_Stated exercise:_
Return every line of the records below that contains the word "housing", with case counting.

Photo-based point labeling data

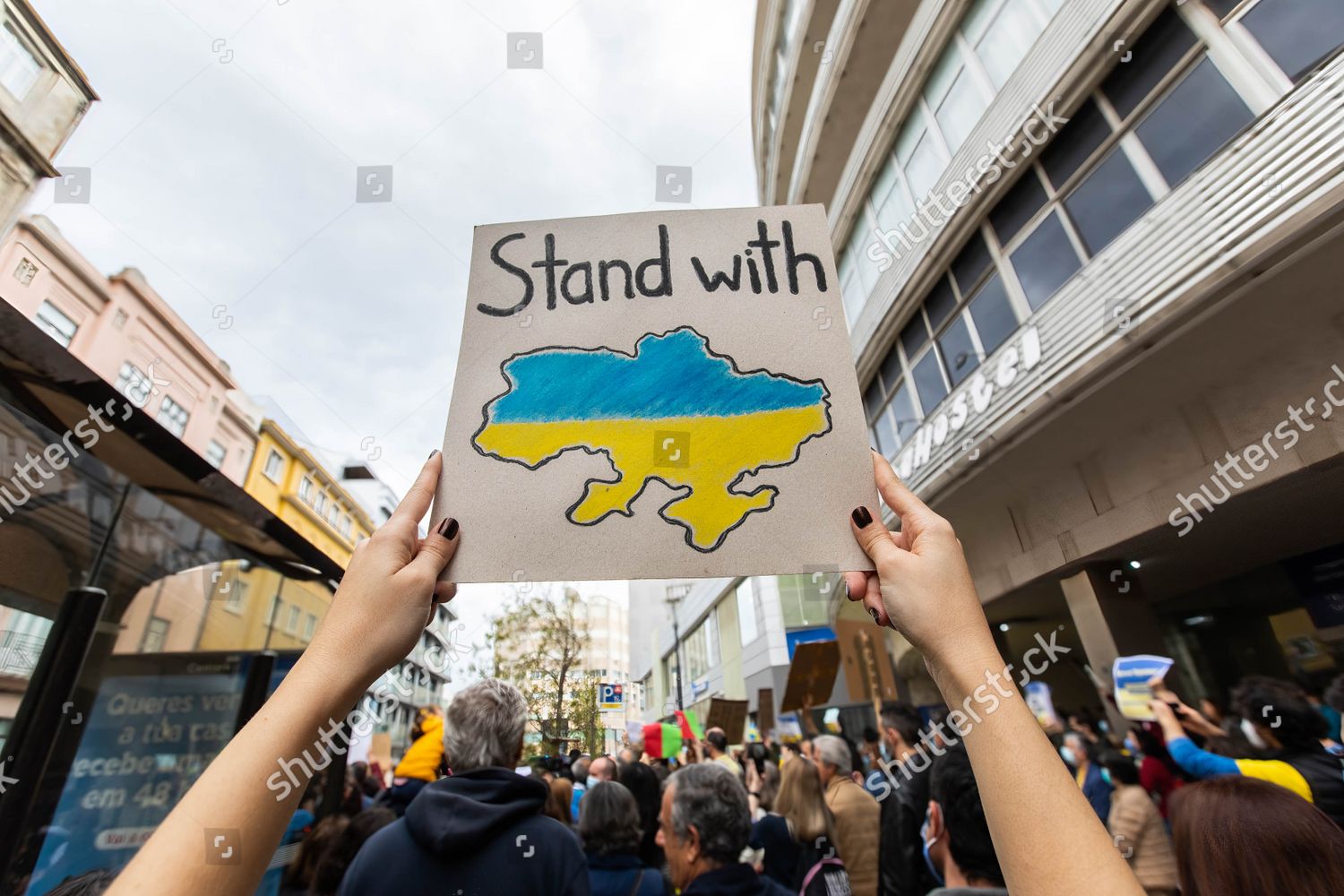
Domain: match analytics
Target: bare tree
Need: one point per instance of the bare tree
(539, 643)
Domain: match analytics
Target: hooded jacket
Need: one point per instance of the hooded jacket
(478, 831)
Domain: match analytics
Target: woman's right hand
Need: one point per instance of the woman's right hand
(921, 586)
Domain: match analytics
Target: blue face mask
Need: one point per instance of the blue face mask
(933, 869)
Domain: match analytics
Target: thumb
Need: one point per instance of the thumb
(437, 548)
(874, 538)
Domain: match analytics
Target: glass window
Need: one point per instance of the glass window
(903, 413)
(274, 465)
(24, 271)
(1193, 123)
(54, 322)
(941, 301)
(924, 168)
(215, 452)
(1297, 34)
(929, 383)
(874, 400)
(172, 417)
(1155, 53)
(914, 335)
(959, 352)
(1045, 261)
(978, 16)
(1018, 206)
(1107, 201)
(852, 295)
(134, 384)
(960, 110)
(943, 74)
(970, 263)
(884, 432)
(1073, 145)
(992, 314)
(19, 69)
(1007, 40)
(747, 611)
(892, 371)
(156, 633)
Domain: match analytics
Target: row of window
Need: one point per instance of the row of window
(324, 506)
(1150, 123)
(289, 616)
(131, 381)
(986, 48)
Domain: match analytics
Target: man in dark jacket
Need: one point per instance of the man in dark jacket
(905, 799)
(703, 828)
(480, 831)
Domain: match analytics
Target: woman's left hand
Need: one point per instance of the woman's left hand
(390, 589)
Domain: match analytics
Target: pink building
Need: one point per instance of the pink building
(125, 332)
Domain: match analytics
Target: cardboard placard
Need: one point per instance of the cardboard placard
(1132, 676)
(765, 712)
(675, 381)
(730, 715)
(812, 675)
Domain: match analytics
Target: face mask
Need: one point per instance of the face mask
(1249, 729)
(933, 869)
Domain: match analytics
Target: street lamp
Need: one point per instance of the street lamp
(672, 599)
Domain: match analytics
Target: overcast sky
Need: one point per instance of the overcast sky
(225, 153)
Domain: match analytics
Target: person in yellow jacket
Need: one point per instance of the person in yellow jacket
(422, 762)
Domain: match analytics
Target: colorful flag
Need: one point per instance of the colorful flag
(661, 740)
(690, 726)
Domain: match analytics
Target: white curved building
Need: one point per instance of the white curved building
(1090, 254)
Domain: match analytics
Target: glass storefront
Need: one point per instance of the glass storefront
(147, 608)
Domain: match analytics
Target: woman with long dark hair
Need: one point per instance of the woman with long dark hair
(609, 828)
(800, 831)
(1239, 836)
(644, 785)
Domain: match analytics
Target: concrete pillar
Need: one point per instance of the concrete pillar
(1113, 619)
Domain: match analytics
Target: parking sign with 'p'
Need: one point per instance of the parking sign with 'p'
(610, 696)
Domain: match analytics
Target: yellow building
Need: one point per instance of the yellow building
(289, 482)
(257, 608)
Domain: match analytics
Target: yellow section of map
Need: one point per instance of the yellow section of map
(704, 452)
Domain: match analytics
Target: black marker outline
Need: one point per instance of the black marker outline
(679, 490)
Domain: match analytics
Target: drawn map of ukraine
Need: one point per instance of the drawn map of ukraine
(672, 411)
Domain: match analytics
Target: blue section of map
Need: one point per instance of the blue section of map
(669, 375)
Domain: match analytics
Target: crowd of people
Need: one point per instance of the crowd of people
(1199, 802)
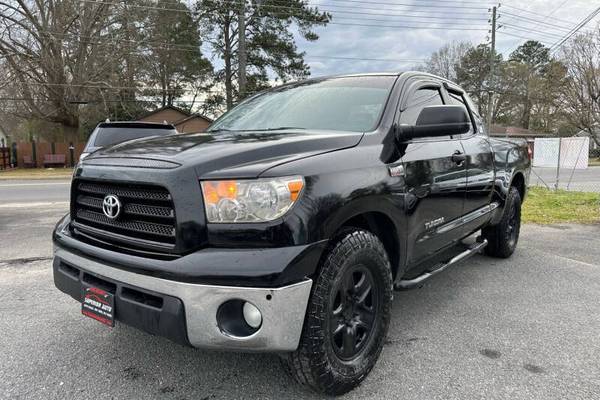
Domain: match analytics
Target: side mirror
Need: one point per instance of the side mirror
(436, 121)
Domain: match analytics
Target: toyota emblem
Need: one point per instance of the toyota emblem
(111, 206)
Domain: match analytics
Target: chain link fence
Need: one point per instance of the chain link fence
(566, 163)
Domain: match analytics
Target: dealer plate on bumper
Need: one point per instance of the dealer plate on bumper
(99, 305)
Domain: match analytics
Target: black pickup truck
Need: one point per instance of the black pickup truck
(288, 224)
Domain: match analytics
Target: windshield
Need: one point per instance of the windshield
(113, 135)
(341, 104)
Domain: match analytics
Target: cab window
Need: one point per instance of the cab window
(459, 100)
(420, 99)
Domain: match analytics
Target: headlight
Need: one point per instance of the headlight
(257, 200)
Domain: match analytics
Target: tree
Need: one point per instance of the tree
(527, 67)
(581, 94)
(173, 55)
(263, 47)
(49, 53)
(446, 61)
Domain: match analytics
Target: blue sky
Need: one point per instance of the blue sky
(398, 43)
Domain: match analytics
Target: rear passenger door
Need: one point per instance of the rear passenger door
(435, 180)
(479, 165)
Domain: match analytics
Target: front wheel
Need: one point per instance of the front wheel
(503, 237)
(347, 316)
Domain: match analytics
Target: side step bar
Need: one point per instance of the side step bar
(412, 283)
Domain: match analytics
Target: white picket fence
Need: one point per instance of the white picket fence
(573, 152)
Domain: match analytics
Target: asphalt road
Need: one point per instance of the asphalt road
(586, 180)
(523, 328)
(15, 192)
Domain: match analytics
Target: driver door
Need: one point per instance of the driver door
(435, 176)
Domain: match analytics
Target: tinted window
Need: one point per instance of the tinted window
(459, 100)
(420, 99)
(109, 136)
(344, 104)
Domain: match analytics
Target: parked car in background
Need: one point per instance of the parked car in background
(286, 226)
(109, 133)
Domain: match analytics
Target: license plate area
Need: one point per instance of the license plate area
(98, 304)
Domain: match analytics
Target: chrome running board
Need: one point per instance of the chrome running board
(412, 283)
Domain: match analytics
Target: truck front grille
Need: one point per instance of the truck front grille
(146, 219)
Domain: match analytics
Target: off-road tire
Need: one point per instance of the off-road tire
(315, 363)
(503, 237)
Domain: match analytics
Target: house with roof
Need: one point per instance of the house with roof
(183, 121)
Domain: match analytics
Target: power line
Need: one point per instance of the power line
(524, 37)
(408, 4)
(552, 35)
(537, 21)
(587, 19)
(233, 2)
(537, 14)
(554, 10)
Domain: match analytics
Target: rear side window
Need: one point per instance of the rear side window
(420, 99)
(459, 100)
(109, 136)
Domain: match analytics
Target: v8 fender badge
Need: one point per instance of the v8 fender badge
(396, 170)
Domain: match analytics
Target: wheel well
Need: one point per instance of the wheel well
(519, 182)
(381, 226)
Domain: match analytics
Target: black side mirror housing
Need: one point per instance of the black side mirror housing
(434, 121)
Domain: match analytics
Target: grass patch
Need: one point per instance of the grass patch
(543, 206)
(37, 173)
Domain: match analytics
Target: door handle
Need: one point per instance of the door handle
(458, 157)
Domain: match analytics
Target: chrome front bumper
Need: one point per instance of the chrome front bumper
(282, 308)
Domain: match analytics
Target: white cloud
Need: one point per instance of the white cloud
(397, 43)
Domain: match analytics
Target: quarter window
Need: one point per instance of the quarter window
(459, 100)
(420, 99)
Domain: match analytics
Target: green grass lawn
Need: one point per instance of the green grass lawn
(543, 206)
(37, 173)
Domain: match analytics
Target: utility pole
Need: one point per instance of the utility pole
(492, 72)
(242, 54)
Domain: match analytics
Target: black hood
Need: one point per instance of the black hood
(226, 154)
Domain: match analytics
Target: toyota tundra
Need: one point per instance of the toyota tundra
(288, 224)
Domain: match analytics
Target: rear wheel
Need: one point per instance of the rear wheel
(347, 316)
(503, 237)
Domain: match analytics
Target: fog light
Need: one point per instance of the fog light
(252, 315)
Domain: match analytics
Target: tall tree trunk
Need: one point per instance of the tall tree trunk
(526, 117)
(71, 131)
(242, 55)
(228, 71)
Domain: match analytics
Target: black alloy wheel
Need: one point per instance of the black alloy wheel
(353, 311)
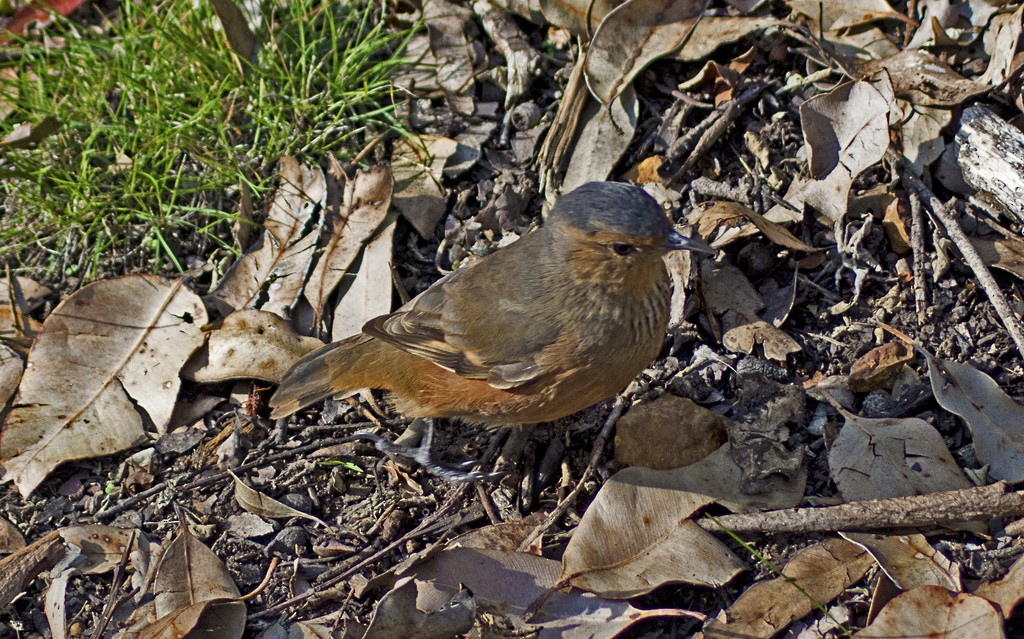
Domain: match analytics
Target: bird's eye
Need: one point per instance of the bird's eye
(623, 249)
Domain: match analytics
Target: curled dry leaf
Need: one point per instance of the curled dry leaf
(519, 588)
(18, 569)
(633, 35)
(101, 547)
(909, 560)
(573, 14)
(249, 344)
(846, 131)
(398, 613)
(879, 367)
(883, 458)
(11, 539)
(110, 347)
(18, 297)
(923, 79)
(418, 168)
(838, 15)
(934, 611)
(636, 536)
(355, 212)
(369, 295)
(813, 578)
(278, 265)
(604, 134)
(996, 422)
(258, 504)
(10, 374)
(1001, 41)
(775, 343)
(668, 432)
(1006, 254)
(1007, 592)
(193, 592)
(449, 26)
(713, 32)
(723, 212)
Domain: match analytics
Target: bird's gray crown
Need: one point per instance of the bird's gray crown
(613, 207)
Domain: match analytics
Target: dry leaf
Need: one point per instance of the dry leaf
(996, 422)
(263, 506)
(635, 538)
(899, 239)
(355, 214)
(633, 35)
(879, 367)
(668, 432)
(399, 614)
(519, 589)
(1001, 41)
(909, 560)
(249, 344)
(418, 170)
(22, 567)
(11, 368)
(369, 295)
(604, 132)
(635, 533)
(1007, 592)
(722, 212)
(837, 15)
(775, 343)
(934, 611)
(110, 347)
(923, 79)
(276, 266)
(883, 458)
(449, 26)
(11, 539)
(101, 547)
(846, 131)
(1006, 254)
(29, 135)
(193, 593)
(712, 32)
(813, 578)
(573, 14)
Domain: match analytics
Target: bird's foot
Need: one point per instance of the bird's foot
(456, 473)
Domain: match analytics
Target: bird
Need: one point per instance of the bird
(556, 322)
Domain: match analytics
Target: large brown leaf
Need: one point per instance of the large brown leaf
(112, 346)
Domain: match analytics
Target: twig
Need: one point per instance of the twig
(113, 601)
(985, 279)
(134, 500)
(266, 580)
(437, 519)
(595, 456)
(918, 246)
(972, 504)
(710, 131)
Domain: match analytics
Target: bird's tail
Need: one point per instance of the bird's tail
(336, 369)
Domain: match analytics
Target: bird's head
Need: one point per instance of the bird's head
(614, 233)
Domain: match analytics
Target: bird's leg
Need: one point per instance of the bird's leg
(421, 455)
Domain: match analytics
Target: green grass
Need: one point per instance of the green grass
(162, 126)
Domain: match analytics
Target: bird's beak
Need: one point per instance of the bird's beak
(678, 241)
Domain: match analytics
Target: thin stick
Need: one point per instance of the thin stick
(985, 279)
(918, 246)
(974, 504)
(595, 456)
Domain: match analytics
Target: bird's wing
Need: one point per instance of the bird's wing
(471, 327)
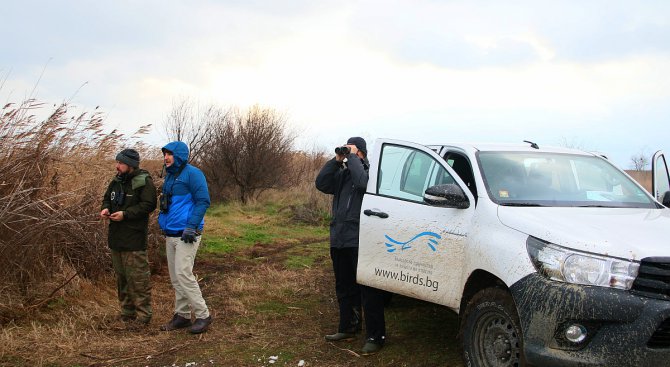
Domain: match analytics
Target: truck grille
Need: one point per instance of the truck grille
(653, 279)
(661, 337)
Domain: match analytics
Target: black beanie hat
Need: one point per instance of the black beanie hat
(359, 143)
(129, 157)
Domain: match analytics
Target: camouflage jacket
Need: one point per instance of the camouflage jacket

_Exercise response:_
Target: black side mirror housing
Need: one point per instance of the black side mirror housing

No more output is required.